» Saved entries
# # #
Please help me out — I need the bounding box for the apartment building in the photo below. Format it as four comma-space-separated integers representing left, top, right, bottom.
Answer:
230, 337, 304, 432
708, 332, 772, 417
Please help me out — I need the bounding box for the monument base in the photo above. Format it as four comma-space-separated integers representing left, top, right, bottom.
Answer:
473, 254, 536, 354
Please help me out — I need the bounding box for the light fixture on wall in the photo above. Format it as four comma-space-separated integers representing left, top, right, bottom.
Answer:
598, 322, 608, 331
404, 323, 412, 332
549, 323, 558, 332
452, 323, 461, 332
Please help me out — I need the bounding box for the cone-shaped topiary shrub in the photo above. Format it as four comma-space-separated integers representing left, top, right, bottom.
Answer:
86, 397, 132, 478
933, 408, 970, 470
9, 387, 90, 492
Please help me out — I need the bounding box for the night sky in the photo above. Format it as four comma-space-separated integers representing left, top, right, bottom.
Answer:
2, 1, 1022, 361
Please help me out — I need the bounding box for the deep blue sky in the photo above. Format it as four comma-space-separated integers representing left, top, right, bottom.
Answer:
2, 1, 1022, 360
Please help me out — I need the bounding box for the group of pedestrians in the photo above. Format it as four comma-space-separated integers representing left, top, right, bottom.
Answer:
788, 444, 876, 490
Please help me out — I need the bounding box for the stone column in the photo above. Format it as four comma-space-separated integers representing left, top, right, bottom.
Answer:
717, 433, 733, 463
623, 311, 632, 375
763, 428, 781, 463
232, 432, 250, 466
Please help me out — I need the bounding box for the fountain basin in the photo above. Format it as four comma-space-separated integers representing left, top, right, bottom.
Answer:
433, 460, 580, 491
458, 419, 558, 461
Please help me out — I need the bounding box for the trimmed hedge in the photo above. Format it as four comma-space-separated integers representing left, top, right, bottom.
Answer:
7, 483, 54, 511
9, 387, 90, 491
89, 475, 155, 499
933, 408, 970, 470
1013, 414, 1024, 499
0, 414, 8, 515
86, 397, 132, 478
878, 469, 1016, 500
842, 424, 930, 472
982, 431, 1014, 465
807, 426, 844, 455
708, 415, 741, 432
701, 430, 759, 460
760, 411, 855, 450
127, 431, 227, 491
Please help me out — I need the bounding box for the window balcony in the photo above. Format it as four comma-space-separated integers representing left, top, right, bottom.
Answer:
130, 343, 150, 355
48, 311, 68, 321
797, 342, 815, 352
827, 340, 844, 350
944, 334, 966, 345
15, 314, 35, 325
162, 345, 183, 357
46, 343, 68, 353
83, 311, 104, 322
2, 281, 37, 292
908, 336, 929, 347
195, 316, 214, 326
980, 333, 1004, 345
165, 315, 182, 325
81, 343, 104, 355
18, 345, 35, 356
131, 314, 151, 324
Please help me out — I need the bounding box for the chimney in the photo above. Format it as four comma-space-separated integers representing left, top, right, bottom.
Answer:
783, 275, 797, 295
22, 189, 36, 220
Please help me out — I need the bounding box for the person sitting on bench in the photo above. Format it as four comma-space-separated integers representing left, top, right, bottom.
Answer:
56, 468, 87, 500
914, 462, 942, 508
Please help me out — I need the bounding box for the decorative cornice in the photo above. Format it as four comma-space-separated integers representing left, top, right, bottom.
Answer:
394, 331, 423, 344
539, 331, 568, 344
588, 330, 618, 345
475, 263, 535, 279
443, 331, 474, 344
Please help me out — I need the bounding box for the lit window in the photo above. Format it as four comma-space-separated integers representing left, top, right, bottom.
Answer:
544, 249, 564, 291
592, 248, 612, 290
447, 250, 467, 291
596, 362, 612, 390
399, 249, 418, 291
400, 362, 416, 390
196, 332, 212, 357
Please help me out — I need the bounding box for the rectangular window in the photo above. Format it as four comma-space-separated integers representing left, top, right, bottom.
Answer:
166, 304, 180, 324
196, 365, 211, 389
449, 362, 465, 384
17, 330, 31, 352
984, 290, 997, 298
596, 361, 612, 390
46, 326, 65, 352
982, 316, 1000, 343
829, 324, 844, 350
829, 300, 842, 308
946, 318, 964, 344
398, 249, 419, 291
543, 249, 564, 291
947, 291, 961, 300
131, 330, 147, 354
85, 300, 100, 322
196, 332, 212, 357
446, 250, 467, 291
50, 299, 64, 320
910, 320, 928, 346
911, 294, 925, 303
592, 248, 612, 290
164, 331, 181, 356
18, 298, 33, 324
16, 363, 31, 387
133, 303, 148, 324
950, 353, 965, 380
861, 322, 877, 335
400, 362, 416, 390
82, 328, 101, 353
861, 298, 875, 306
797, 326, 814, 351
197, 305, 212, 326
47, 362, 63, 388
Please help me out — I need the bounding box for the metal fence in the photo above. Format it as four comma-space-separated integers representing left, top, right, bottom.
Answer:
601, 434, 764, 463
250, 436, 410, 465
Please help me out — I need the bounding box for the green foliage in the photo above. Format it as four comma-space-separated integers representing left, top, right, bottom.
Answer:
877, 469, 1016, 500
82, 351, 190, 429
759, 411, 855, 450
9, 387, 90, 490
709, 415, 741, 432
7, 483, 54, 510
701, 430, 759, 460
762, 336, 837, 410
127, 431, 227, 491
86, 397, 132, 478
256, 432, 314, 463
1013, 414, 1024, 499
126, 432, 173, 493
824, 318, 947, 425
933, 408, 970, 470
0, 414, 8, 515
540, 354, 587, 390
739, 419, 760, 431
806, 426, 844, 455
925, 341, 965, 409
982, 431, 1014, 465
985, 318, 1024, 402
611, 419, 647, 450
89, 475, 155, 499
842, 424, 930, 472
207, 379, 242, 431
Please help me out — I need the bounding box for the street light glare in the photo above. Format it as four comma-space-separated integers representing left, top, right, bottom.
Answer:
# # #
» Problem requirements
Reproduce the preceding entries exactly and completely.

» Task result
Please help me out — I need the bounding box for the apartment building in the photo below. Format it as four comma-space-separated integers representing left, top, right, bottom.
Answer:
230, 337, 304, 432
708, 332, 772, 417
Please help me out — I need the bounding box for the monument base in the photo above. Format it as four comma-space-separated integers representing left, top, right, bottom.
Answer:
473, 254, 536, 354
Please help me out — I need the bounding box for the light fixture on wall in the photo above. Format it as four comma-space-separated integers representing left, top, right, bottom.
Answer:
598, 322, 608, 331
404, 323, 412, 332
549, 323, 558, 332
452, 323, 461, 332
Please help me out — I need the bounding box for the cone-shaped topiary shrub in the photo above. Format it as four comma-space-separated integers representing left, top, right, bottom.
Answer:
86, 397, 132, 478
933, 408, 970, 470
9, 387, 90, 492
Please help me out — I need the bounding box for the night sky in the photo above. Format it as four comma-space-separated integers representing left, top, right, bottom.
Answer:
2, 1, 1022, 361
Please help me out — I need the bounding box for the deep blue sky in the photo above. Format it as four comma-space-separated integers representing left, top, right, bottom.
Answer:
2, 1, 1022, 360
Please help me out — I need the bounding box for the group of pedestrians in the photo above. Format it as four comma-space-separated integers representing left, top, right, bottom.
Answer:
788, 444, 876, 490
Please help me out — I need the bounding box for the stone column in the photo above. Format it as four comma-space-separated integers representing left, top, right, bottom.
Answer:
717, 433, 733, 463
623, 311, 632, 375
763, 428, 781, 463
232, 432, 250, 466
Please help me out — I need the bounding box for the fountain basin in the photo above. Format it as four comma-space-separated integers representing left, top, right, bottom.
Answer:
433, 460, 580, 491
458, 419, 558, 461
Please help me out — I need the bounding box for the trimmed hedge in the photo above. Format it as four comma-space-separated integers representing left, top, right, bottom.
Answer:
7, 483, 54, 511
9, 387, 90, 491
89, 475, 155, 499
933, 408, 970, 470
1013, 414, 1024, 499
0, 414, 8, 515
86, 397, 132, 478
878, 469, 1016, 500
842, 424, 930, 472
982, 431, 1014, 465
807, 426, 844, 455
708, 415, 741, 432
701, 430, 759, 460
760, 411, 855, 450
127, 431, 227, 491
Please help me out — I need the bounding box for the window balcony in the photo above. Format it as four comma-space-separated integers representing left, top, right, bottom.
Answer:
130, 343, 150, 355
48, 311, 68, 321
797, 342, 815, 352
827, 340, 844, 350
944, 334, 966, 345
15, 314, 35, 325
162, 345, 183, 357
46, 343, 68, 353
83, 311, 104, 322
2, 281, 37, 292
908, 336, 929, 347
195, 316, 214, 326
980, 333, 1004, 345
165, 315, 182, 325
81, 343, 104, 355
18, 345, 35, 356
131, 314, 151, 324
Please help me out — I need the bounding box for the chimney in the photo above. Format it as four comma-space-separated integers representing left, top, right, bottom.
Answer:
783, 275, 797, 295
22, 189, 36, 220
Please help me out — I need the bounding box for the person sitting on bench in the photo above. Format it as four comma-space-separated integers representing left, top, right, bottom.
Answer:
56, 468, 87, 500
914, 462, 942, 508
Please help me out — I need the bounding box for the decorative cornice in the photo above. Format it as four comma-space-separated integers representing left, top, right, bottom.
Answer:
394, 331, 423, 344
539, 331, 568, 344
588, 330, 618, 345
475, 263, 535, 279
443, 331, 474, 344
Please help me out — I need the bounding box for the lit window in the photo above. Format it as four comma-space-separated integers representing left, top, right, bottom.
Answer:
544, 249, 564, 291
592, 248, 612, 290
447, 250, 467, 291
596, 362, 612, 390
399, 249, 418, 291
400, 362, 416, 390
196, 332, 212, 357
Please help me out — I need the bounding box for the rectangular window in the photo above. Format it as four comma-space-separated integers representing left, top, right, bottom.
Answer:
166, 304, 180, 324
196, 365, 211, 389
449, 362, 465, 384
17, 330, 31, 352
984, 290, 997, 298
596, 361, 612, 390
46, 326, 65, 352
982, 316, 1000, 343
829, 324, 844, 350
829, 300, 842, 308
946, 318, 964, 344
398, 249, 419, 291
543, 249, 564, 291
947, 291, 961, 300
131, 330, 147, 354
85, 300, 100, 322
196, 332, 212, 357
446, 250, 467, 291
50, 299, 64, 320
910, 320, 928, 346
911, 294, 925, 303
592, 248, 612, 290
164, 331, 181, 356
18, 298, 33, 324
16, 363, 31, 387
133, 303, 148, 324
950, 353, 965, 380
861, 322, 877, 335
400, 362, 416, 390
82, 328, 101, 353
861, 298, 875, 306
797, 326, 814, 351
197, 305, 212, 326
47, 362, 63, 388
Please help me out — I need the bounding box for the metal fence in the photo above. Format it as four comma-space-separated integers representing left, top, right, bottom.
Answer:
601, 434, 764, 463
250, 436, 410, 465
Please help me out — I need the bounding box for the green foliage in the photo above. Format it as four comma-space-separated integers representing left, top, right, bottom.
Answer:
877, 469, 1016, 500
82, 351, 190, 429
759, 411, 855, 450
9, 387, 90, 490
709, 415, 741, 432
7, 483, 54, 510
701, 430, 759, 460
762, 336, 837, 410
127, 431, 227, 491
86, 397, 132, 478
256, 432, 314, 463
1013, 414, 1024, 499
126, 432, 173, 493
824, 318, 947, 425
933, 408, 970, 470
0, 414, 8, 515
540, 354, 587, 390
739, 419, 760, 431
806, 426, 844, 455
925, 341, 965, 409
982, 431, 1014, 465
985, 318, 1024, 402
611, 419, 647, 450
89, 475, 155, 499
842, 424, 930, 472
207, 379, 242, 431
Please help me out — I need the bounding box for the street light glare in the photo above. Format it as four comma-space-separated integers representing left, top, right, bottom.
Answer:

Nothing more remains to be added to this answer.